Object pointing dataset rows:
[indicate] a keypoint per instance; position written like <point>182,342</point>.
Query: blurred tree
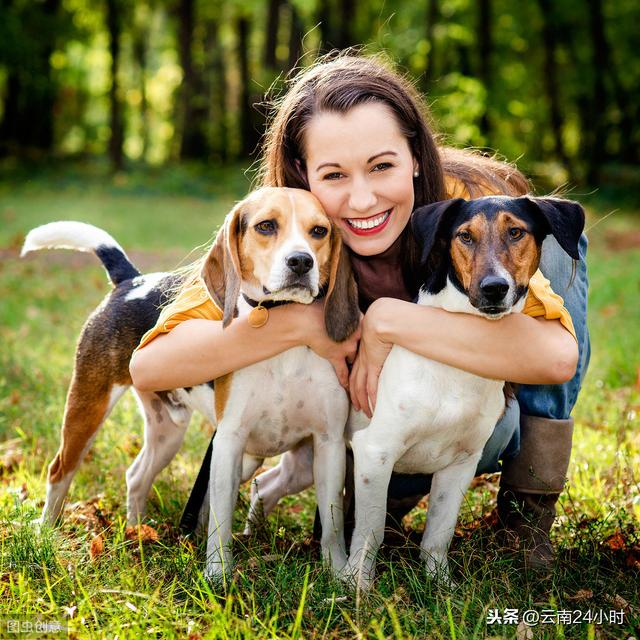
<point>550,77</point>
<point>28,32</point>
<point>430,72</point>
<point>485,51</point>
<point>271,35</point>
<point>114,25</point>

- **Task to complete**: Rewrite the data above, changing "blurred tree" to "out-of-focus tree" and keeping everything else the same. Omit the pictures from your answer.

- **Final answer**:
[indicate] a keypoint per instance; position written like <point>182,342</point>.
Query: out-of-focus tree
<point>550,77</point>
<point>28,32</point>
<point>430,72</point>
<point>485,51</point>
<point>271,35</point>
<point>114,25</point>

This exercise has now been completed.